#### RAW DATA

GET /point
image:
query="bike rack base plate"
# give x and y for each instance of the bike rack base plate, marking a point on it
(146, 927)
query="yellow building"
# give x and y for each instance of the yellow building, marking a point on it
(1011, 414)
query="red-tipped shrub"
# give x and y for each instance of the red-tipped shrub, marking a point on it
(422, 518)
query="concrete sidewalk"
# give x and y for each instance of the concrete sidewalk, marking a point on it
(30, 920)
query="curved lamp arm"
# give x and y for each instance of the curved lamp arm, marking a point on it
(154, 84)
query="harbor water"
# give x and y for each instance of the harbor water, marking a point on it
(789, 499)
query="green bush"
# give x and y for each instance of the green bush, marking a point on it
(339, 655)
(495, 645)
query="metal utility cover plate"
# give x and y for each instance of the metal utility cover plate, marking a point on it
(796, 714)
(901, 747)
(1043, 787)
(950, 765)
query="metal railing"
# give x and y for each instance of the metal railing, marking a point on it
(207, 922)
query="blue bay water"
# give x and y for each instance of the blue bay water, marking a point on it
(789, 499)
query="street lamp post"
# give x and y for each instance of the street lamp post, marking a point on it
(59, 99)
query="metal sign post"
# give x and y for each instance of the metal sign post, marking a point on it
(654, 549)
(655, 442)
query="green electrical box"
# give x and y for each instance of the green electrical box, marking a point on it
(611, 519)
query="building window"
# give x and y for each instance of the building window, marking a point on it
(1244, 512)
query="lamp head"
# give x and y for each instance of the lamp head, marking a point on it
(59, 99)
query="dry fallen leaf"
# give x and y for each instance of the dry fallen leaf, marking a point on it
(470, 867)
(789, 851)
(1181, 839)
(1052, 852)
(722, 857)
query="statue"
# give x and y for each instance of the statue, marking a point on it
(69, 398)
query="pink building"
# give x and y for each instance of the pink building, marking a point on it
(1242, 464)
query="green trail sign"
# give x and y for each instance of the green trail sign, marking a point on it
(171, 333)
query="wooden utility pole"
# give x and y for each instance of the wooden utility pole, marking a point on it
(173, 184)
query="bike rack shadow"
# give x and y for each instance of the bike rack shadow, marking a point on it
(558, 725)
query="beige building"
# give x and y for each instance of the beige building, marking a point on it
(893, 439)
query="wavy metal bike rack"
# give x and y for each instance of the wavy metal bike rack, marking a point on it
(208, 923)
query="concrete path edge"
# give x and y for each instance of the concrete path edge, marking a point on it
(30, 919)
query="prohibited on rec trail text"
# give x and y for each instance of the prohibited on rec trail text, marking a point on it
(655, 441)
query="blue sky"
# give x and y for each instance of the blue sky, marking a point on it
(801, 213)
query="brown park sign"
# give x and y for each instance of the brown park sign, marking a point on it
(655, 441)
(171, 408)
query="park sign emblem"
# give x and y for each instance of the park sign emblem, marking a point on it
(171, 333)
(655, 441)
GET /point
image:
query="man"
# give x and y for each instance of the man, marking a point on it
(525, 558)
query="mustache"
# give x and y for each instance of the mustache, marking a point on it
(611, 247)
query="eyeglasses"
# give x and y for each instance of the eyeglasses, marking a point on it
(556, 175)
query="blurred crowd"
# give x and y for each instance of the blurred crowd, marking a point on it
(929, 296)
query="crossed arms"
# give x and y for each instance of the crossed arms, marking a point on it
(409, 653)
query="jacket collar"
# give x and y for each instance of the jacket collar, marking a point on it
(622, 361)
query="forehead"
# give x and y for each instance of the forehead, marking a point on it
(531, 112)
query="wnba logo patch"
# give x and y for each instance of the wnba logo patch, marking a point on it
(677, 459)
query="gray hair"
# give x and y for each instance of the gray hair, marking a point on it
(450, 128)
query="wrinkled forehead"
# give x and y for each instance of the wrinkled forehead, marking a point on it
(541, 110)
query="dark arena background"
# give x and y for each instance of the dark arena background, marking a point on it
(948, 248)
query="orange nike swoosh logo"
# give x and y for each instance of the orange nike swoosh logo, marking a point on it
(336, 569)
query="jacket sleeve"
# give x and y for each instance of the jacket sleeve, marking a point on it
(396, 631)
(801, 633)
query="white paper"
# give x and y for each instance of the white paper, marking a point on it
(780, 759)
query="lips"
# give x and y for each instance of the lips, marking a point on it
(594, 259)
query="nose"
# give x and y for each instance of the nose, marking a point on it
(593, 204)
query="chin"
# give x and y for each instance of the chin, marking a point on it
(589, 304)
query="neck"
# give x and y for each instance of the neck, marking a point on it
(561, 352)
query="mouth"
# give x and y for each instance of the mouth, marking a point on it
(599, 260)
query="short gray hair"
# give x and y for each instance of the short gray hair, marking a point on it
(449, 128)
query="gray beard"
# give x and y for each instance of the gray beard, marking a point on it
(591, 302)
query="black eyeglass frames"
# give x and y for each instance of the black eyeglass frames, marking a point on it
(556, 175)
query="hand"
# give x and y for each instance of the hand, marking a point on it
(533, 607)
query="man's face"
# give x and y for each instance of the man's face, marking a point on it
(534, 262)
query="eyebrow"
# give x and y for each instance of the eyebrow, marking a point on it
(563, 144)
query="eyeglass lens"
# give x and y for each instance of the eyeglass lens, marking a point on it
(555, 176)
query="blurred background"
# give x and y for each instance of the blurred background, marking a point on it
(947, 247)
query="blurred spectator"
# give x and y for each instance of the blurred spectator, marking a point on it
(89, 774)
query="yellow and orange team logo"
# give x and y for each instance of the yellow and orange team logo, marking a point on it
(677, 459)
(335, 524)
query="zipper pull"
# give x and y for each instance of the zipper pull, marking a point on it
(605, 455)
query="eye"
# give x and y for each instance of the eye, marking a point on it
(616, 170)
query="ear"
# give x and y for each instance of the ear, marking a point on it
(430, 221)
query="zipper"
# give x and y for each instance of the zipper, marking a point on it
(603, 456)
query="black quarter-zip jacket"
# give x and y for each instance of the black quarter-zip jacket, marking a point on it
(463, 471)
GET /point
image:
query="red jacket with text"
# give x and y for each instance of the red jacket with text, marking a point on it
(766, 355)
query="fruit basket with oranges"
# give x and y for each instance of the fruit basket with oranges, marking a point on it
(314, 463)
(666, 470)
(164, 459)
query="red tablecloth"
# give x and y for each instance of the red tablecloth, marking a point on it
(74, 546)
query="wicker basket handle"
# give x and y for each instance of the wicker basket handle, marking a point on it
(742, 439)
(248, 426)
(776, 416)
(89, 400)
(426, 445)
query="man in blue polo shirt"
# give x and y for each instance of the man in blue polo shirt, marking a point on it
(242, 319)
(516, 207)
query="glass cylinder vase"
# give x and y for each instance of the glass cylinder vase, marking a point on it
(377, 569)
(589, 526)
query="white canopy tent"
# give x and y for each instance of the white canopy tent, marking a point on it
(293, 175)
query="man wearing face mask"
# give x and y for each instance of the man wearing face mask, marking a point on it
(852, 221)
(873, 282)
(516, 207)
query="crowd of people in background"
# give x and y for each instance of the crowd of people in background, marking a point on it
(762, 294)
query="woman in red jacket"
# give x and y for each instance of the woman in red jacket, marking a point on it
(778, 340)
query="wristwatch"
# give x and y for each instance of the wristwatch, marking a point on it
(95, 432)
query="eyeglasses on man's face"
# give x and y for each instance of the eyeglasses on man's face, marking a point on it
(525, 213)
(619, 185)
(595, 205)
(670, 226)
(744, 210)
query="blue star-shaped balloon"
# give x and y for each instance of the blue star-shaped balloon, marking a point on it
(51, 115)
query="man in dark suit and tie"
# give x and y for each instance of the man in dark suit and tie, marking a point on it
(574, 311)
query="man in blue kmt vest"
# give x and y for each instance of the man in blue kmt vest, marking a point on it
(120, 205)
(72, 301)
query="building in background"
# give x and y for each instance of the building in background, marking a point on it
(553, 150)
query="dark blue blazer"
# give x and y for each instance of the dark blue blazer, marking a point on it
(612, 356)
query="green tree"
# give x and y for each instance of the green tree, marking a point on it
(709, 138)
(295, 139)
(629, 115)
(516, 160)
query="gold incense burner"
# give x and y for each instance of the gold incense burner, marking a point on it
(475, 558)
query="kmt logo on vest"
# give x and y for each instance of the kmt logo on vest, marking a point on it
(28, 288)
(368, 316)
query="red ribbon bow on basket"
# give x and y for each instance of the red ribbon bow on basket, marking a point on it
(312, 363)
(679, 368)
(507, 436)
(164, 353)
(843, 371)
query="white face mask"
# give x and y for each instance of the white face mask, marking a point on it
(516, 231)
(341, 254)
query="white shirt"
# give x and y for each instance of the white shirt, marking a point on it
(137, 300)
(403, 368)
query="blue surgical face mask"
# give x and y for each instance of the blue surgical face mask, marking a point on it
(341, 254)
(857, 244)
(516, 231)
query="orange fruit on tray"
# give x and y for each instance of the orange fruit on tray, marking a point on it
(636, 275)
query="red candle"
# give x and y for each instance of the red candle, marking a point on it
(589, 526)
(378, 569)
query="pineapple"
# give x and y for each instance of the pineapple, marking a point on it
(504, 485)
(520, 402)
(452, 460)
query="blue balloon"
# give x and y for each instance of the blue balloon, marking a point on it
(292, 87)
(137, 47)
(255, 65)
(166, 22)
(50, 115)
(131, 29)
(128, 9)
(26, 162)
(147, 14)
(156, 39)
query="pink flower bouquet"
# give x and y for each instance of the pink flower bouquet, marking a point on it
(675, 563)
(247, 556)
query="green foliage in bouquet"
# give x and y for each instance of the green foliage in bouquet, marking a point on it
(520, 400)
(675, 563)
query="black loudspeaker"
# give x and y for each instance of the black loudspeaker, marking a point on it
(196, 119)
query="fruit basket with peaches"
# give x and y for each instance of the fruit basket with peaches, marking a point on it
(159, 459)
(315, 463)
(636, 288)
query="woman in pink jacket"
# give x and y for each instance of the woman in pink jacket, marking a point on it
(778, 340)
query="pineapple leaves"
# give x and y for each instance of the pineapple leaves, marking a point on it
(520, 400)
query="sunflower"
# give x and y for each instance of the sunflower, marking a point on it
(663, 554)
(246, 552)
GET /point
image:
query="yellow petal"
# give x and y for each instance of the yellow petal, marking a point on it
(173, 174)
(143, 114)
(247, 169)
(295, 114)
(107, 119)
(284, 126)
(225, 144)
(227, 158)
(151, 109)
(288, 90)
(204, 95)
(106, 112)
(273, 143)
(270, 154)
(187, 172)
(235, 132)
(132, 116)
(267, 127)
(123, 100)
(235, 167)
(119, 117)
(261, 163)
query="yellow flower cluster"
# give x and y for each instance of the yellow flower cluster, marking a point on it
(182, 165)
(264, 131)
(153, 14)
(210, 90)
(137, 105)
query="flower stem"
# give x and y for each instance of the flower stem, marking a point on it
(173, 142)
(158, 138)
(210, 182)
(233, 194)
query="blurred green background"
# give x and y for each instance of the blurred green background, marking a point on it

########

# PROBLEM STATEMENT
Pull out every line of the material that contains the word "candle".

# WORKED ANSWER
query="red candle"
# give x and y for each instance of the red candle, marking a point on it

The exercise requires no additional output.